Direction:
Rewrite the data from the line with "of the player's" up to and including the line with "of the jersey", copying every line in full. Multiply each coordinate in the answers by 0.25 and round to whole numbers, with halves going up.

Extracted material:
^^^^

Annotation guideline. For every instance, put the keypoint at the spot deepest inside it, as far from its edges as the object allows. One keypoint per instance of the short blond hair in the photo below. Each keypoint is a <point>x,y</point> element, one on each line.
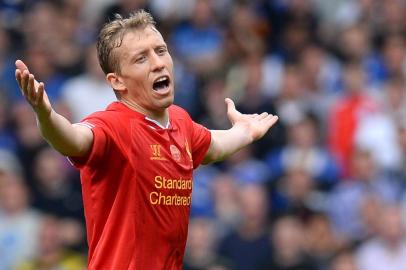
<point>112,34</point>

^^^^

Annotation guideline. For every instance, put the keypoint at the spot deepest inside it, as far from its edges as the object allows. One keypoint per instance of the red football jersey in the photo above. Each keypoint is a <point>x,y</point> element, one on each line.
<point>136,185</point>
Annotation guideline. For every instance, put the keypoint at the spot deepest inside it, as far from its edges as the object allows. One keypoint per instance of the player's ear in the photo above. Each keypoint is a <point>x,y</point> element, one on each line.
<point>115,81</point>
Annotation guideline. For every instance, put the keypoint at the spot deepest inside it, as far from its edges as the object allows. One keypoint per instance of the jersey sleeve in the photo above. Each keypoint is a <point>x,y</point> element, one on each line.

^^^^

Expected answer:
Annotation guideline. For every instance, put the keypoint at the spot deepest inside it, as far from its edges as the object allows. One keypoint per instance of the player's ear in the photo above. Each keypoint is a <point>x,y</point> element, one on each line.
<point>29,20</point>
Annotation guideline. For every instance, put the keypoint at the spot deepest inside it, as far from its edges as the object allows. One keypoint per instance of the jersey sleeve in the photo above. Each keypoint is a <point>x,y</point> element, one on each line.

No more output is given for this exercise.